═════ Text block ═════

American public schools are failing our children, as many
people agree, but they are failing some of our children much worse, just
look at students’ reading abilities. In 2013, according to a report on the
U.S. Department of Education website (“National Assessment of
Education Progress”), among all of the fourth grade students currently
attending American public schools, only 35 percent of them performed
at or above the proficient achievement level in reading, meaning that 65
percent of these students rank as not proficient in reading. Reading
proficiency is even worse among low-income students, however. In
2013, 80 percent of fourth graders from low-income backgrounds could
not read at grade level. Nationwide, about 21 percent of school-aged
children live in poverty, which is about one in every five students.

═════ Input records ═════

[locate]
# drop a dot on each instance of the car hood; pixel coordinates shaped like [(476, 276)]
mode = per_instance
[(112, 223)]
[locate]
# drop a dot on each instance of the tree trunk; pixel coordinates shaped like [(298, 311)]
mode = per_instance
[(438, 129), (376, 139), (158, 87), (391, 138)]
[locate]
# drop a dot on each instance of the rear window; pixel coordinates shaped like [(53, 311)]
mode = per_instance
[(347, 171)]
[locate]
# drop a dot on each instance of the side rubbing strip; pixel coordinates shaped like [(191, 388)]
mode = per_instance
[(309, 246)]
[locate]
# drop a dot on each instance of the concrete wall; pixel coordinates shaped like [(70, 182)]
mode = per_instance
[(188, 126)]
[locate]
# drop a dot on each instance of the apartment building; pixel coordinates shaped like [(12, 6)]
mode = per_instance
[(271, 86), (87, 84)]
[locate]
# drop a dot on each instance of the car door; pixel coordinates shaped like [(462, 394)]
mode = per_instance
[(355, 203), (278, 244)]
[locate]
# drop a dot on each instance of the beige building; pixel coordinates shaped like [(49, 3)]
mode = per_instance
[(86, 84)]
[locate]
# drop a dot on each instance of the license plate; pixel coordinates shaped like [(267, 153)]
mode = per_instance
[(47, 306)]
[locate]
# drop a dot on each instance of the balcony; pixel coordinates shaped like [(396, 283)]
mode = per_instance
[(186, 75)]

═════
═════ Input records ═════

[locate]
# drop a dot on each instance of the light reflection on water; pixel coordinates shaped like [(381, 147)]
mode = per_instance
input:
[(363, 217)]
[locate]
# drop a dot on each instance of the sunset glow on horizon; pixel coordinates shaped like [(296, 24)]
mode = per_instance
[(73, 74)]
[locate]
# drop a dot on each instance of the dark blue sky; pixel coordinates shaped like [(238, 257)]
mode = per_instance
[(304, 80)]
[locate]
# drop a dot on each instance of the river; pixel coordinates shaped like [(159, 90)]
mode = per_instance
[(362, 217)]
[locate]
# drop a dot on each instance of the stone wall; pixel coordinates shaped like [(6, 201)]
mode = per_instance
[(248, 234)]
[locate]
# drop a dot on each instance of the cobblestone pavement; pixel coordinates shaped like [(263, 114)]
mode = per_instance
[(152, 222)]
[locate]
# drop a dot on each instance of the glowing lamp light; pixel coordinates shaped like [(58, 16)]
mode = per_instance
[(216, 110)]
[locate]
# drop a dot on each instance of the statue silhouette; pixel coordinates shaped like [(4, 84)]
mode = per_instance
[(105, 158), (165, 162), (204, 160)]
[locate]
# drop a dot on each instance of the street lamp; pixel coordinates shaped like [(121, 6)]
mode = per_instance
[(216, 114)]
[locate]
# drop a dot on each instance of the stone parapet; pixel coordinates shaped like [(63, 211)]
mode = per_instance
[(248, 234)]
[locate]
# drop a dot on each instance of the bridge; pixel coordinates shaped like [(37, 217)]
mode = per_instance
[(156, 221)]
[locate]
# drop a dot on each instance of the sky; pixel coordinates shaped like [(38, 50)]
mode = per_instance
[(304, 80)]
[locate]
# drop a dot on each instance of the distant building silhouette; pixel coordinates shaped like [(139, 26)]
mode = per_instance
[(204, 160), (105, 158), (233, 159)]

═════
═════ Input records ═════

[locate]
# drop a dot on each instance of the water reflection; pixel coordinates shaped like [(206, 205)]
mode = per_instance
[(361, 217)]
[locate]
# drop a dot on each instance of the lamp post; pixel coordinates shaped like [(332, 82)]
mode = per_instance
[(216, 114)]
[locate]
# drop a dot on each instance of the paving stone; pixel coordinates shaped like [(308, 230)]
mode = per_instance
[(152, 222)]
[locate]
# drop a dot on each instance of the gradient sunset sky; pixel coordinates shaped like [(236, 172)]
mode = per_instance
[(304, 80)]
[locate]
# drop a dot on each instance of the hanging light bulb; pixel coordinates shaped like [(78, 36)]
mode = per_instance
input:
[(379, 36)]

═════

Work to complete:
[A] List every line of the records that contains the string "sunset". Case counts.
[B] Continue the passage on reading proficiency in American public schools, starting after its last sentence.

Task answers:
[A]
# drop a dot on each instance of the sunset glow on horizon; pixel coordinates shaped like [(296, 24)]
# drop a dot on each instance of the gradient sunset sky; pixel coordinates shaped like [(236, 172)]

[B]
Children from low-income backgrounds are already at a
disadvantage in terms of projected scholastic success because they are
typically less prepared to start school than their more affluent peers, and
it is clear that poverty and family background play an influential role in
children’s educational success, but some of this has to do with an
inequality of funding among public schools. Public schools each receive
a different amount of monetary funding from the government, and
high-poverty schools often are highly influenced by intrastate funding
disparities, which occur because local governments and school districts
rely on property taxes to fund schools. Therefore, there can be a large
discrepancy in the amount of funding a school receives based on the
wealth of the area where it is located. Higher property taxes means more
money for educational funding, which benefits only certain schools. In
her book The Hollywood Curriculum: Teachers in the Movies, Mary M. Dalton
says “Poor zip codes have less money allocated to schools, which
languish in disrepair, while wealthy areas have public schools with
resources that rival private schools” (155). This financial inequity is
especially detrimental to high-poverty schools that serve largely under-
resourced student populations because students from low-income
backgrounds are typically already at a disadvantage in terms of projected
scholastic success.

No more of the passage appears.